*EXTRACTED MATERIAL*.
---

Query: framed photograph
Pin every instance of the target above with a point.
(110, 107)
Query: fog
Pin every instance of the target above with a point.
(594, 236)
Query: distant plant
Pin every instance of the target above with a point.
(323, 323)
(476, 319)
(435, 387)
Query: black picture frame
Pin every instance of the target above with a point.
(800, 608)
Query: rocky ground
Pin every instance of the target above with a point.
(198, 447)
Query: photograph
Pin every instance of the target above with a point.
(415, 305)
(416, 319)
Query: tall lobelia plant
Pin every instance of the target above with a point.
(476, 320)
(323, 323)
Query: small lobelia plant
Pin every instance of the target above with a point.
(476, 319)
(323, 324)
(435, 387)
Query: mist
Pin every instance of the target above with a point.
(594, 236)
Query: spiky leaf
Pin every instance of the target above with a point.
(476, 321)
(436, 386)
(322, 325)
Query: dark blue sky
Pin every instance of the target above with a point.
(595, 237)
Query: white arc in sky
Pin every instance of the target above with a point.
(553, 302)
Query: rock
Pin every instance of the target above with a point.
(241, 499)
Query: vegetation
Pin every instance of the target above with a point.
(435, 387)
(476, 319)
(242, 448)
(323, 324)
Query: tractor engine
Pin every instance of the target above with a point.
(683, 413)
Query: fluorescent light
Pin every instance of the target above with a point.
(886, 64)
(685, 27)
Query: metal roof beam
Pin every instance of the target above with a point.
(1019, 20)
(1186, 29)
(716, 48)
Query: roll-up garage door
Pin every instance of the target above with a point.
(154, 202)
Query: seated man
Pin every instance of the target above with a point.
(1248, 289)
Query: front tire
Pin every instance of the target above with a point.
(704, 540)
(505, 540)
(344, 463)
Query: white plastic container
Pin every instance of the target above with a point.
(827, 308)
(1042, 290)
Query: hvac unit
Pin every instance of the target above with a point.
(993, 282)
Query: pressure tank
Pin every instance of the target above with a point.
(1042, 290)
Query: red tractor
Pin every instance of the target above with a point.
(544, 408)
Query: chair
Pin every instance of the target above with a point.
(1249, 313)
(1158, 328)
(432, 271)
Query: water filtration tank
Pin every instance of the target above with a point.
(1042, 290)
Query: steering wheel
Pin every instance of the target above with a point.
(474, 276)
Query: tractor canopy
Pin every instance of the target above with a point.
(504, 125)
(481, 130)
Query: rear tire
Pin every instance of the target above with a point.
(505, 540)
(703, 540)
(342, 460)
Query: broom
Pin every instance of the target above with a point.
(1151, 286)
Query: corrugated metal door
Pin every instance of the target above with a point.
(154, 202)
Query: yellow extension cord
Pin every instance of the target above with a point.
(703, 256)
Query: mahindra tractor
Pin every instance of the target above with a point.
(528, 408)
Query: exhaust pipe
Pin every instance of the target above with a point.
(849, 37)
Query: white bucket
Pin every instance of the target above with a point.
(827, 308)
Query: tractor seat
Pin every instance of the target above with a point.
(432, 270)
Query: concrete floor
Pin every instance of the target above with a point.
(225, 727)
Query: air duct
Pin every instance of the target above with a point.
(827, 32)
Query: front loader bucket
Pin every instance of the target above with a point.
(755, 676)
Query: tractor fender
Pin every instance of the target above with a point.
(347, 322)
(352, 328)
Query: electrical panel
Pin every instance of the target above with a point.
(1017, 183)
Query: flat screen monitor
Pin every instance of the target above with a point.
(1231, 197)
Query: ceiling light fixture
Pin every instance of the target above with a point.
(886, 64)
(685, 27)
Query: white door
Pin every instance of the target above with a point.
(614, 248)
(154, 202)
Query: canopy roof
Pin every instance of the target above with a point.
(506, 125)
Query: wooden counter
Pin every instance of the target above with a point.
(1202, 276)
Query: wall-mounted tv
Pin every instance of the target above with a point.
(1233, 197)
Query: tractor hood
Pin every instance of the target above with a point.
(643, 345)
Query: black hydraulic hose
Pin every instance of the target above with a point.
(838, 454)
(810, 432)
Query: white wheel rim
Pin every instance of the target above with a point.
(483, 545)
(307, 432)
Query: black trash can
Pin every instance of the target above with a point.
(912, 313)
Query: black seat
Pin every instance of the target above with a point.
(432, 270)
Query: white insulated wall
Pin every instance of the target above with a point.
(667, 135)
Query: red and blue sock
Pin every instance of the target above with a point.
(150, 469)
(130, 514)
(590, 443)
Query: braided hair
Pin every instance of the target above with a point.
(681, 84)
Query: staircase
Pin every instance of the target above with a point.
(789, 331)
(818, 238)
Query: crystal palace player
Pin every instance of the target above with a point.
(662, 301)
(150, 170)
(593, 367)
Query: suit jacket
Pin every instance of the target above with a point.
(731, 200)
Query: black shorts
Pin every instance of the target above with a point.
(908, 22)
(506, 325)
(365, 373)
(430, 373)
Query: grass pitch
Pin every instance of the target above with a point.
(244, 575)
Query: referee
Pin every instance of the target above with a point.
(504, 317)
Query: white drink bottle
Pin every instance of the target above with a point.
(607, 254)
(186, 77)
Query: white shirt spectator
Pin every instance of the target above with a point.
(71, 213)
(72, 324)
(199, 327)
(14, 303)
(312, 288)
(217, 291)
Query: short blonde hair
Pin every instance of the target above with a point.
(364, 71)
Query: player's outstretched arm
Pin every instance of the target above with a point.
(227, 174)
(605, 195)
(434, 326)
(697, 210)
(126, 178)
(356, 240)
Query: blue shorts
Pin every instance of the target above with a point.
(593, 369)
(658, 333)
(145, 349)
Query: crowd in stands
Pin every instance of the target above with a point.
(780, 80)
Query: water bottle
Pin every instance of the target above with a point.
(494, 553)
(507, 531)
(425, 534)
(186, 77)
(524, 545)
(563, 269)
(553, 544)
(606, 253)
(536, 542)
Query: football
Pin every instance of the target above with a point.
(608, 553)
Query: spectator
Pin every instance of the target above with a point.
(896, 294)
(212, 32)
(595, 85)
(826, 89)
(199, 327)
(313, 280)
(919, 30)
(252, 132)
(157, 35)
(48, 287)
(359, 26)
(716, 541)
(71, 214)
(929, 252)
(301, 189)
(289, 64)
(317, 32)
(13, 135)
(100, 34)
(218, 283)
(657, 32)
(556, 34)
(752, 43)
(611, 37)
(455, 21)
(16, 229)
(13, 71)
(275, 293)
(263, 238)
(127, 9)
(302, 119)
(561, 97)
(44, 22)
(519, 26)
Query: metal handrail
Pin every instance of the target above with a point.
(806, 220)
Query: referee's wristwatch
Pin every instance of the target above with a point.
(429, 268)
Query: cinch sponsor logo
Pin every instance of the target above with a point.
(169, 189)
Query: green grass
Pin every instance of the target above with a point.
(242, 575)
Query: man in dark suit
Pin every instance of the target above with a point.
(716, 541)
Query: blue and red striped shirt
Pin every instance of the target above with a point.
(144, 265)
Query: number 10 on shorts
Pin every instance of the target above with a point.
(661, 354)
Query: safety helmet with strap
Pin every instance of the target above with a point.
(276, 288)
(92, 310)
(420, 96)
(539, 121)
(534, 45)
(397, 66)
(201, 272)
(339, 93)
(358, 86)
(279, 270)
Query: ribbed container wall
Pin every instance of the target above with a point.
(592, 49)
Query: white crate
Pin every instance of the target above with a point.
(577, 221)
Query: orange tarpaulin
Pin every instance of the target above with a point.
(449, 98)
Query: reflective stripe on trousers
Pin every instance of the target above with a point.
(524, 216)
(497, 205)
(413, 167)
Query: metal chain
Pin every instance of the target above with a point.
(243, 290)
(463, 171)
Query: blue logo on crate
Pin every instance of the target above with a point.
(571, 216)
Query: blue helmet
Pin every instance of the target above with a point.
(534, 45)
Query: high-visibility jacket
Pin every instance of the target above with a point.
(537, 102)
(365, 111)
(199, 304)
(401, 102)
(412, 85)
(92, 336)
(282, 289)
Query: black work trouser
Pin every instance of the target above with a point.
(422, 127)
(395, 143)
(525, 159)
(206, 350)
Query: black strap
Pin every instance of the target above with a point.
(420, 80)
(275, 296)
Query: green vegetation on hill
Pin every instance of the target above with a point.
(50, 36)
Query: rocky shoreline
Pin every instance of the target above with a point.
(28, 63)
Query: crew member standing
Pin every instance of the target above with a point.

---

*REQUEST*. Could you reproduce the stretch of entries from the line containing "Query: metal chain" through the last entry, with "jacket" swapped for "vest" and nothing else changed?

*ANSWER TO THIS TASK*.
Query: metal chain
Pin every instance of the target above with a point.
(243, 290)
(463, 171)
Query: blue logo on crate
Pin every instance of the target above with a point.
(571, 216)
Query: blue helmet
Pin every instance of the target above with a point.
(534, 45)
Query: high-visibility vest
Pin every instance of the target above with a point.
(537, 102)
(365, 111)
(199, 304)
(401, 102)
(412, 85)
(92, 336)
(282, 289)
Query: black work trouser
Pin every instance of the target above with a point.
(422, 127)
(395, 143)
(525, 159)
(206, 350)
Query: black strap
Pin every instance of the target above with a point.
(420, 80)
(275, 296)
Query: green vegetation on hill
Pin every instance of the target above with a point.
(50, 36)
Query: rocky shoreline
Pin every instance of the target above with a point.
(28, 63)
Query: crew member standing
Pin every instance of the target above with a point.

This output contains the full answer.